STATED EXERCISE:
Exactly as given, write out the lines from the one containing "Basketball game film review: mark the round" through the end of the listing, with both ends included and nothing else.

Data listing
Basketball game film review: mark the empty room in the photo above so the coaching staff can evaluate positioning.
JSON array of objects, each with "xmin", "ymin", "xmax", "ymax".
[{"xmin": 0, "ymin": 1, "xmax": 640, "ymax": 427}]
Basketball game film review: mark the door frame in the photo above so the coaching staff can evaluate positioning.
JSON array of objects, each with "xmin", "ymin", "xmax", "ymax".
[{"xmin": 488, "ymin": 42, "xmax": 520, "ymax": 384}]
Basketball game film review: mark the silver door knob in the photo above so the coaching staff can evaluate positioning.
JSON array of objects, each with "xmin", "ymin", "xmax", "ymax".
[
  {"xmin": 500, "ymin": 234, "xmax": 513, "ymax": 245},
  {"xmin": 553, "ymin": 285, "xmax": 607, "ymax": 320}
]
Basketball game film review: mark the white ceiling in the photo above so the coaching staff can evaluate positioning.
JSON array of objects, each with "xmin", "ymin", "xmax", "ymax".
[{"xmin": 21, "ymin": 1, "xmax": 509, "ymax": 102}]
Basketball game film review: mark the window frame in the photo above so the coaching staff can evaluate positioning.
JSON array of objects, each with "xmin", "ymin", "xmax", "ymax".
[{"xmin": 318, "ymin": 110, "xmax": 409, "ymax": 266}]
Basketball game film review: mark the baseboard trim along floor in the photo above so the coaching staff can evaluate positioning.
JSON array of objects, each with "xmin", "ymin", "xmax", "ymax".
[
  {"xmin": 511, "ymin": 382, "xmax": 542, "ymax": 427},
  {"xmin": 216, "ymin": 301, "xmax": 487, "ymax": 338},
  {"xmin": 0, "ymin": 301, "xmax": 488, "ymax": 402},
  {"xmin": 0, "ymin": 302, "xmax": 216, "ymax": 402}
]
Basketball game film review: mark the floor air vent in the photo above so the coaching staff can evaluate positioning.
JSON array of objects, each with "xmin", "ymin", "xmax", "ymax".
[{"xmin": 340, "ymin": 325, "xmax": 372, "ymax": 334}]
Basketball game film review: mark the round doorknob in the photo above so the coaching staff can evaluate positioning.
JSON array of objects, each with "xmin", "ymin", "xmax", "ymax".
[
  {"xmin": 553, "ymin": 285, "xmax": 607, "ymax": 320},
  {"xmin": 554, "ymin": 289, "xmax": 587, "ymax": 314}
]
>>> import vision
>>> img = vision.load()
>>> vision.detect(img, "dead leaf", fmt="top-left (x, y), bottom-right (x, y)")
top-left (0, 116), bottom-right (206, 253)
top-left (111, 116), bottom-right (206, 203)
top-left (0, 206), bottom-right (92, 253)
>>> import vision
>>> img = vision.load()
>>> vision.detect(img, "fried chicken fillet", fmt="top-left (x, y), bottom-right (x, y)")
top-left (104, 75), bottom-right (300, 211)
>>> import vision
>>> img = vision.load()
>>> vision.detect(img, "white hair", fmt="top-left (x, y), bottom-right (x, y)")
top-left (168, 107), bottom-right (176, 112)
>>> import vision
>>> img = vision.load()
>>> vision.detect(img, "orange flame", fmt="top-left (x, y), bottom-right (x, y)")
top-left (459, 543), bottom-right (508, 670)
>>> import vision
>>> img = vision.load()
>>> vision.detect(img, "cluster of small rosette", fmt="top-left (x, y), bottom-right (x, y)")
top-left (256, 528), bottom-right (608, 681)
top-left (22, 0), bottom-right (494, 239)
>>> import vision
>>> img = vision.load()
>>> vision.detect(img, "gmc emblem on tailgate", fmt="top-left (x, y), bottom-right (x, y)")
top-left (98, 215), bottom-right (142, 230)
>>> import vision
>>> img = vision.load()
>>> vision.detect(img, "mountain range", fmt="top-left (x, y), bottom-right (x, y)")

ANSWER TO THE TASK:
Basketball game film review: mark the round doorknob in the photo above so the coaching staff can evaluate positioning.
JSON array of objects, each with "xmin", "ymin", "xmax", "ymax".
[
  {"xmin": 553, "ymin": 285, "xmax": 607, "ymax": 320},
  {"xmin": 554, "ymin": 289, "xmax": 587, "ymax": 314}
]
>>> import vision
>>> img = vision.load()
>>> vision.detect(img, "dead leaf", fmt="top-left (x, y), bottom-right (x, y)")
top-left (0, 116), bottom-right (206, 253)
top-left (111, 116), bottom-right (206, 203)
top-left (0, 206), bottom-right (92, 253)
>>> import vision
>>> img = vision.load()
>>> vision.detect(img, "fried chicken fillet", fmt="top-left (x, y), bottom-right (x, y)")
top-left (104, 75), bottom-right (300, 211)
>>> import vision
>>> img = vision.load()
>>> vision.detect(img, "white hair", fmt="top-left (x, y), bottom-right (x, y)")
top-left (168, 107), bottom-right (176, 112)
>>> import vision
>>> img = vision.load()
>>> vision.detect(img, "orange flame", fmt="top-left (x, y), bottom-right (x, y)")
top-left (459, 543), bottom-right (508, 670)
>>> import vision
>>> img = vision.load()
>>> vision.detect(img, "cluster of small rosette", fmt="top-left (x, y), bottom-right (x, y)")
top-left (256, 528), bottom-right (608, 681)
top-left (22, 0), bottom-right (494, 239)
>>> import vision
>>> img = vision.load()
>>> vision.detect(img, "gmc emblem on tailgate", fmt="top-left (x, y), bottom-right (x, y)")
top-left (98, 215), bottom-right (142, 230)
>>> import vision
>>> img = vision.load()
>>> vision.detect(img, "mountain range", fmt="top-left (x, y), bottom-right (x, y)")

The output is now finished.